* [SOURCE TEXT]:
The judge disallowed the objection for reasons which he gave in Ruling No 4.[4] As his Honour observed, Mr Houlihan’s evidence was of two parts: the first to do with the applicant’s conduct and statements before 10 July 2006; and the second with his conduct and statements after 10 July 2006, specifically, on 11 July 2006 in two telephone conversations with Mr Houlihan initiated by the applicant.
[4][2008] VSC 243.
The judge considered that the first part was relevant because, if accepted, it demonstrated ‘an animus by the accused concerning his matrimonial and financial affairs which in 2000 were handled by Mr Robinson’ and thus bore ‘upon the emotional pathway which the prosecution [contended] led the accused to attempt to torch the premises of Mr Robinson at the front and back on 10 July 2006’. And his Honour considered that the second part[5] was relevant because, if accepted, it demonstrated that the applicant was of a mind to seek revenge against his former wife and her husband on account of ‘the property settlement’, an expression which the judge said could be interpreted as meaning ‘the whole property consequence and including the failure by Mr Robinson to ensure that the agreement was binding and the disaster financially for Mr Glascott from that failure’.

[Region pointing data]

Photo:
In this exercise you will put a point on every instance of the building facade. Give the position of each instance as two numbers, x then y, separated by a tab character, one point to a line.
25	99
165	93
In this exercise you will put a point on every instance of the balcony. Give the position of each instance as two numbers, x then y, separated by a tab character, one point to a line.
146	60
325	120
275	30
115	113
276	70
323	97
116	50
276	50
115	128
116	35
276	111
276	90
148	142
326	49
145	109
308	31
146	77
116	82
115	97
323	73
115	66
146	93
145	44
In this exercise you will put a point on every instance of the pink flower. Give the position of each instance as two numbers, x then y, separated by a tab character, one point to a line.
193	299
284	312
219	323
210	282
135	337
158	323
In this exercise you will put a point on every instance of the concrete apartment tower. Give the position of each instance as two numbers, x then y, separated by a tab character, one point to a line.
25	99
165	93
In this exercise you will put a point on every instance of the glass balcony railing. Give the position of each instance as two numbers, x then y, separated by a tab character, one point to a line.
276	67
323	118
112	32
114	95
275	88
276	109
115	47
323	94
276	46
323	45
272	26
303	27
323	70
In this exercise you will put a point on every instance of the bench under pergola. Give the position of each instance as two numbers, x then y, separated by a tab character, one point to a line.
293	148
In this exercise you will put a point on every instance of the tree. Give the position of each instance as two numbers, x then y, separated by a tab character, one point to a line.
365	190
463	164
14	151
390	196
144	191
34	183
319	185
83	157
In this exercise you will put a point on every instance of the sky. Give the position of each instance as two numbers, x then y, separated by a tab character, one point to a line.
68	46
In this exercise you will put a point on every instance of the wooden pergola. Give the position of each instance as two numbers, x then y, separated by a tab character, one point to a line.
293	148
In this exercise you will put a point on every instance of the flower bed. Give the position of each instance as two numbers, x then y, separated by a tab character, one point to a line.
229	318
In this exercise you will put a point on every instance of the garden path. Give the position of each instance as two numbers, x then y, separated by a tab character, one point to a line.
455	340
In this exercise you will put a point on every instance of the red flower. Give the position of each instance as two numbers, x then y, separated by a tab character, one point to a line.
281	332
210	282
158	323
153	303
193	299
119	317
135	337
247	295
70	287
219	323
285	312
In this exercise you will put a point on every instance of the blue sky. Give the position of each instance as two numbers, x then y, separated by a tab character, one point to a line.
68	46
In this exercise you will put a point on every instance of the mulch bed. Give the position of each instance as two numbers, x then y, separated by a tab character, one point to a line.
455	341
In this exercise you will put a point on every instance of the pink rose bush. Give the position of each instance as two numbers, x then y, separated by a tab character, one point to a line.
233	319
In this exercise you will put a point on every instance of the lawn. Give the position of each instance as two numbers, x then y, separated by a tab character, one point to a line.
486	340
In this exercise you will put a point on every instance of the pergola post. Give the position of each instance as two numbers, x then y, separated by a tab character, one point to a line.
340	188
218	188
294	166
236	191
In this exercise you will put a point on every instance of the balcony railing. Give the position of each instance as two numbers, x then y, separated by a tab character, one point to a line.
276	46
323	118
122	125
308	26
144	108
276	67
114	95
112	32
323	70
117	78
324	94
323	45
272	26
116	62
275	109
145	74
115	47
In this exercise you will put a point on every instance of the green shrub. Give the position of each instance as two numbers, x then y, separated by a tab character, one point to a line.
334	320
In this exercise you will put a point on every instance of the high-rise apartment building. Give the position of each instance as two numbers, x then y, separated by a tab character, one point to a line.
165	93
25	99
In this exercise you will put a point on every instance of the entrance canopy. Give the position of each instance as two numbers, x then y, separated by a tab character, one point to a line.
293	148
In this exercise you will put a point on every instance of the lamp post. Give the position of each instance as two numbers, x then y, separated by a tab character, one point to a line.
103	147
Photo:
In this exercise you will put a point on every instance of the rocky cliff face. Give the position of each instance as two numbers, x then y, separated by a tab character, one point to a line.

* [WHAT YOU NEED TO DO]: Retype the entire passage on the judge's ruling, word for word. Work from the passage alone and disregard the rows.

* [PROBLEM SOLUTION]:
The judge disallowed the objection for reasons which he gave in Ruling No 4.[4] As his Honour observed, Mr Houlihan’s evidence was of two parts: the first to do with the applicant’s conduct and statements before 10 July 2006; and the second with his conduct and statements after 10 July 2006, specifically, on 11 July 2006 in two telephone conversations with Mr Houlihan initiated by the applicant.
[4][2008] VSC 243.
The judge considered that the first part was relevant because, if accepted, it demonstrated ‘an animus by the accused concerning his matrimonial and financial affairs which in 2000 were handled by Mr Robinson’ and thus bore ‘upon the emotional pathway which the prosecution [contended] led the accused to attempt to torch the premises of Mr Robinson at the front and back on 10 July 2006’. And his Honour considered that the second part[5] was relevant because, if accepted, it demonstrated that the applicant was of a mind to seek revenge against his former wife and her husband on account of ‘the property settlement’, an expression which the judge said could be interpreted as meaning ‘the whole property consequence and including the failure by Mr Robinson to ensure that the agreement was binding and the disaster financially for Mr Glascott from that failure’.